ACTIVITY
The expected result is the run of lines from the one containing "[locate] pink-lit shop" to the end of the listing, copied exactly.
---------------
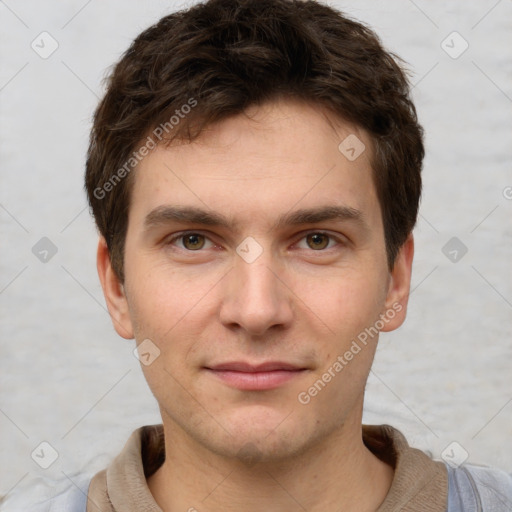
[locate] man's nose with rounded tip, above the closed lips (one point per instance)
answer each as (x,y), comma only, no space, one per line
(255,299)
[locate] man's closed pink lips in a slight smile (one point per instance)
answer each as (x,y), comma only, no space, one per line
(255,377)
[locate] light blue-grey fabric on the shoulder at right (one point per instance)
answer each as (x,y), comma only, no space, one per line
(476,488)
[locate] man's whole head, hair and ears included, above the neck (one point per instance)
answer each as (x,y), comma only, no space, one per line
(280,137)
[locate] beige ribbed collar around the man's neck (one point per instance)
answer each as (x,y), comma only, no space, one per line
(419,483)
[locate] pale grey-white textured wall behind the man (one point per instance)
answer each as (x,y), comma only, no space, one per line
(68,379)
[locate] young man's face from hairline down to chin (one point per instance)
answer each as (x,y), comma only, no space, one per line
(259,246)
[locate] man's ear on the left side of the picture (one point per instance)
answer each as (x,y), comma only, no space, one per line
(113,291)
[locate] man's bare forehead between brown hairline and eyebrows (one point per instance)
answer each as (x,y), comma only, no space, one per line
(261,164)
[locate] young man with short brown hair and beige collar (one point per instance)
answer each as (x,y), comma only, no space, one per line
(254,172)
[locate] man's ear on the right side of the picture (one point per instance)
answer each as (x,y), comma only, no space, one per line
(399,287)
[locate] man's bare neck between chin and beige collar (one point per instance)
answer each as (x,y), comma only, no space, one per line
(339,473)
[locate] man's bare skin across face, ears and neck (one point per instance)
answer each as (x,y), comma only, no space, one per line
(231,449)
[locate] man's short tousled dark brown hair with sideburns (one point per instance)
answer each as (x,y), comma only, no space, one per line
(220,57)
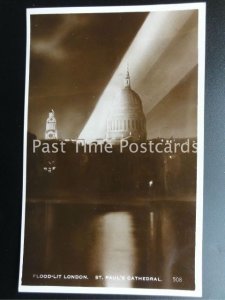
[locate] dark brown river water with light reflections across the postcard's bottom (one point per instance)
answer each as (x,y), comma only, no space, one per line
(112,245)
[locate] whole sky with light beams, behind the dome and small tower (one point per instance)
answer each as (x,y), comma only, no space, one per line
(80,60)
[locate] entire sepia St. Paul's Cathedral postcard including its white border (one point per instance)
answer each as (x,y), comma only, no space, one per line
(113,150)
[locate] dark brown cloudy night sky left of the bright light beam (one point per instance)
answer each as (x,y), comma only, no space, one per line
(73,56)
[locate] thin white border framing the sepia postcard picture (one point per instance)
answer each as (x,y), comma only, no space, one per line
(201,7)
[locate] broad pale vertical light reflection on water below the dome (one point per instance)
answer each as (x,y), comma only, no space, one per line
(116,247)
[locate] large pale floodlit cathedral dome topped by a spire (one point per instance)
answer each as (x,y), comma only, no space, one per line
(126,119)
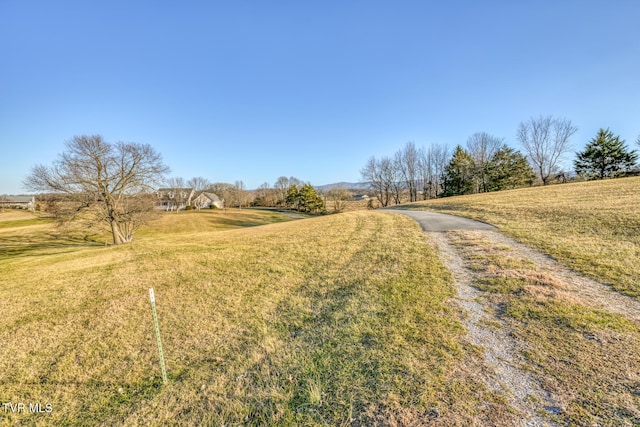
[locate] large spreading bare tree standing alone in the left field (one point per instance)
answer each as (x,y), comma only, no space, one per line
(104,183)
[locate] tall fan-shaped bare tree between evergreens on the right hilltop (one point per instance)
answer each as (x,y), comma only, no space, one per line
(545,140)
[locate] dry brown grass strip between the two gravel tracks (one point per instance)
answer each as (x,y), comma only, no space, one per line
(587,359)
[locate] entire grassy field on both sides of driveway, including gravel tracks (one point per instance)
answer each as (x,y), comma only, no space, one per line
(350,319)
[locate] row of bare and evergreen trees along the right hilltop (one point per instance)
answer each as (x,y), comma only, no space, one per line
(487,163)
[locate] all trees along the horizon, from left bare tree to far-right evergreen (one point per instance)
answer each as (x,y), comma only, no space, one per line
(113,184)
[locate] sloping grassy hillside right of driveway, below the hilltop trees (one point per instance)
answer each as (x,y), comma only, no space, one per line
(593,227)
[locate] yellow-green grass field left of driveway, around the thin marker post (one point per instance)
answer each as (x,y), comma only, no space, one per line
(339,320)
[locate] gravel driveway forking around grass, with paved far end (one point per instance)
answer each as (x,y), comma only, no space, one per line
(502,351)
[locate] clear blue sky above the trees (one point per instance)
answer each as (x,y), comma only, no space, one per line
(252,90)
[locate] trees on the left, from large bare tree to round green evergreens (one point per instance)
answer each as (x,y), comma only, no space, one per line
(96,183)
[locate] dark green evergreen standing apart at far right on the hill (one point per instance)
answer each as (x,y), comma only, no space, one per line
(605,156)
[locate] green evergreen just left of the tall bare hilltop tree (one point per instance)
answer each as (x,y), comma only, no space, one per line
(508,169)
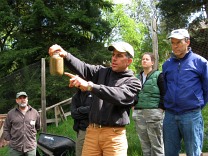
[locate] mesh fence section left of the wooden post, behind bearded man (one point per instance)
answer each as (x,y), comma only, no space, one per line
(23,80)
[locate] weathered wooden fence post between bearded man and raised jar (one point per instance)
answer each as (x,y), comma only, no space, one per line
(43,96)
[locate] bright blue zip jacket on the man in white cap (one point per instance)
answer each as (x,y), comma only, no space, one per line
(186,83)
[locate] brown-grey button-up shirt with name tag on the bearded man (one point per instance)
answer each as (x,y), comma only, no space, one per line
(20,130)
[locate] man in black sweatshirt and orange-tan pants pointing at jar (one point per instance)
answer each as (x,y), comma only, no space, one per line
(114,91)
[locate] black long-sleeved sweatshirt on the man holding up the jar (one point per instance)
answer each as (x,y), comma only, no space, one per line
(113,92)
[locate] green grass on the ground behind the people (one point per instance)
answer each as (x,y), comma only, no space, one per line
(134,149)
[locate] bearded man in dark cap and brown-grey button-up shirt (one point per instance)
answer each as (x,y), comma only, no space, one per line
(20,127)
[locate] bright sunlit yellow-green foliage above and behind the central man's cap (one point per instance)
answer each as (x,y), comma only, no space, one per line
(127,29)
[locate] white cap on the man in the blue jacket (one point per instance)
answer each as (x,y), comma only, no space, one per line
(179,34)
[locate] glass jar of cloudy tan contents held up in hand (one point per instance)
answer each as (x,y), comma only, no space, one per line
(56,64)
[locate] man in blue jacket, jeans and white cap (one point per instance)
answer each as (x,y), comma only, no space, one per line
(186,84)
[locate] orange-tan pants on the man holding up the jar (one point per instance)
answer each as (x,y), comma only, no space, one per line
(105,141)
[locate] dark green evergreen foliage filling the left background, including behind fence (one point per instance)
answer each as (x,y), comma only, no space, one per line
(28,28)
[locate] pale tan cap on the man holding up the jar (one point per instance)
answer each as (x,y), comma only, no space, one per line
(122,47)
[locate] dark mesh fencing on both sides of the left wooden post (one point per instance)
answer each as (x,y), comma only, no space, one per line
(29,79)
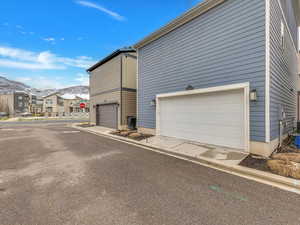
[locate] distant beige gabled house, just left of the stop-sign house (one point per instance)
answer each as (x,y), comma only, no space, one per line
(53,105)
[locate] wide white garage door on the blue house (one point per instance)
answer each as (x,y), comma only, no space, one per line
(214,118)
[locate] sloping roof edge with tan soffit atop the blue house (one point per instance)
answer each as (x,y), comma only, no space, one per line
(179,21)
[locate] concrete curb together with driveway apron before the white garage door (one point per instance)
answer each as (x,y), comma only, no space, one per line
(224,159)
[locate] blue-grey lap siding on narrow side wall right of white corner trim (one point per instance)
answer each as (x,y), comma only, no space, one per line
(283,90)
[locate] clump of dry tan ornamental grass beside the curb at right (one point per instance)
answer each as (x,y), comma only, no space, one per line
(285,168)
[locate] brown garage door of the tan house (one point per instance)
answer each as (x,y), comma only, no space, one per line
(107,115)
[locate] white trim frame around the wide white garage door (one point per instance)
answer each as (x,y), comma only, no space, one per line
(244,86)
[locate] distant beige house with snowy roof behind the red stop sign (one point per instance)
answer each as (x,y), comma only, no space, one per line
(72,103)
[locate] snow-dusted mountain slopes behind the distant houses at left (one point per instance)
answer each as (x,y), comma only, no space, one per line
(9,86)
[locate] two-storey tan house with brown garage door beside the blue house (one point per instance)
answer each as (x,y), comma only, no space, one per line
(113,89)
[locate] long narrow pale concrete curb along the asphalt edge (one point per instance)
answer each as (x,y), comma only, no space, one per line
(284,183)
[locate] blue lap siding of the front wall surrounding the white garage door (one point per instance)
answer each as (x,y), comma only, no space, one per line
(223,46)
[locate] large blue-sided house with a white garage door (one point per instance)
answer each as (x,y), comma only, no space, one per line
(224,73)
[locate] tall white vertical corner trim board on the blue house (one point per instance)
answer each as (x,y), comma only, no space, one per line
(268,71)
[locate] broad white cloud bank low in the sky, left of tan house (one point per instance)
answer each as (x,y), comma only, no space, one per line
(23,59)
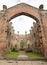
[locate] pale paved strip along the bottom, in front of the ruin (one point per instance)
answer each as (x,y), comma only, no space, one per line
(10,62)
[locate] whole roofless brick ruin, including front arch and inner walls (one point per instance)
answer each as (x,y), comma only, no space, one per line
(36,40)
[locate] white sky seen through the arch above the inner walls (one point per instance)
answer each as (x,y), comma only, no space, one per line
(22,23)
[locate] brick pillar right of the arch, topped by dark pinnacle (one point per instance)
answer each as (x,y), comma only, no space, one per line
(42,24)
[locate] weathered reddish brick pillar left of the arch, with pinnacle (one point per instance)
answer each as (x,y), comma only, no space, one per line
(3,34)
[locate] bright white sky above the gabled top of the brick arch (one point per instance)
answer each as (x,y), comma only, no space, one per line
(34,3)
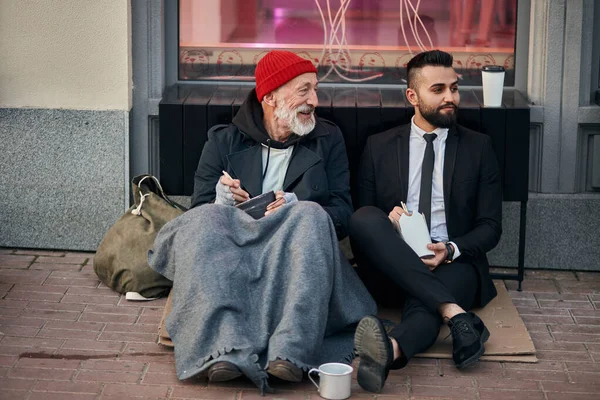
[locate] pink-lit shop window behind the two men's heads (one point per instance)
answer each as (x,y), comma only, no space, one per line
---------------
RESPONSE AREA
[locate] pink-lit shop window behind the two men's heads (one point per instance)
answer each as (x,y), comma only, no space, one per line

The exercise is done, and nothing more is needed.